Quoted text
House Energy & CommerceCommunications legislation and regulation are moving back to the front burner in Washington as both Congress and the FCC turn up the flames on this policy area that has seen relatively little attention in the last five years. The Republican-controlled House leadership is pushing for a Communications Act rewrite, while FCC Chairman Tom Wheeler is beginning to stake out some positions on the Commission’s role in broadcast and internet.

On Wednesday four former FCC Chairmen, Richard Wiley, Reed Hundt, Michael Powell and Michael Copps, will testify in front of the House Energy and Commerce Committee as chairman Fred Upton (R-MI) and Communications and Technology Subcommittee chairman Greg Walden (R-OR) try to jump start a revision of the laws that govern telecommunications and media. The last major update to the Communications Act was in 1996, and Rep. Upton and Walden have released a white paper outlining a brief history of these revisions along with a set of questions to frame their effort[PDF].

Radio was forever changed by the 1996 Act, which eliminated the national cap on station ownership and greatly loosened local ownership restrictions, paving the way for the likes of Clear Channel and Cumulus to own hundred of stations. However, we can expect that internet and wireless spectrum regimes will be at the forefront for this week’s hearing. One might argue that the damage to broadcast radio is already done and impossible to roll back.

One of the big questions being posed by Upton and Walden is whether or not the current division in regulatory regimes between telecommunications services–like telephones–and information services–like the internet–is justifiable in the current environment. In their whitepaper they note that “Once the law distinguished that ‘information’ services would be largely unregulated while ‘telecommunications’ services would remain highly regulated, information services grew at a rapid pace.” You don’t have to read that statement too closely to see that this question is the tip of an iceberg with a deregulatory trajectory, rather than a warning shot for network neutrality.

Two of the four FCC chairmen scheduled to appear in front of the committee were champions for deregulation, with Copps being the strongest advocate for the public interest during his time at the Commission. Hundt, who served under President Clinton when the 1996 Act was signed into law, became a more outspoken critic of deregulation and industry consolidation in the years after his FCC term.

Exercises
1. Can you write down everything in the Communications Act article from "One of the big" down to "for network neutrality.", word for word?
2. Could you carry the article on the Communications Act rewrite forward from its final sentence?

Information provided
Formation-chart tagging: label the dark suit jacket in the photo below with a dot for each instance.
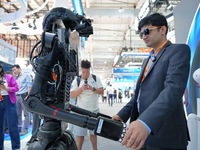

Replies
1.
One of the big questions being posed by Upton and Walden is whether or not the current division in regulatory regimes between telecommunications services–like telephones–and information services–like the internet–is justifiable in the current environment. In their whitepaper they note that “Once the law distinguished that ‘information’ services would be largely unregulated while ‘telecommunications’ services would remain highly regulated, information services grew at a rapid pace.” You don’t have to read that statement too closely to see that this question is the tip of an iceberg with a deregulatory trajectory, rather than a warning shot for network neutrality.

2.
Even though broadcast radio is unlikely to be a major aspect of a Communications Act rewrite, we shouldn’t expect it to be ignored outright. A forefront issue of great important to radio will be the treatment of wireless spectrum and broadband services. As we see with AT&T’s proposed “sponsored data” plans, the future health of independent and noncommercial online radio services depend the extent to which wireless carriers are permitted to privilege data from certain companies and services.

There are glimmers of light at the FCC for radio fans concerned about additional waves of consolidation. The Commission recently scuttled its December 2011 ownership rules revision that would have further loosened restrictions on the cross-ownership of broadcast stations and newspapers. Chairman Wheeler made it clear this was a deliberate anti-consolidation move in remarks he made to a public town hall meeting last week in Oakland, CA. He also assured the audience that the Commission would examine closely “shell corporations” that large station owners set up to try and skirt local ownership caps.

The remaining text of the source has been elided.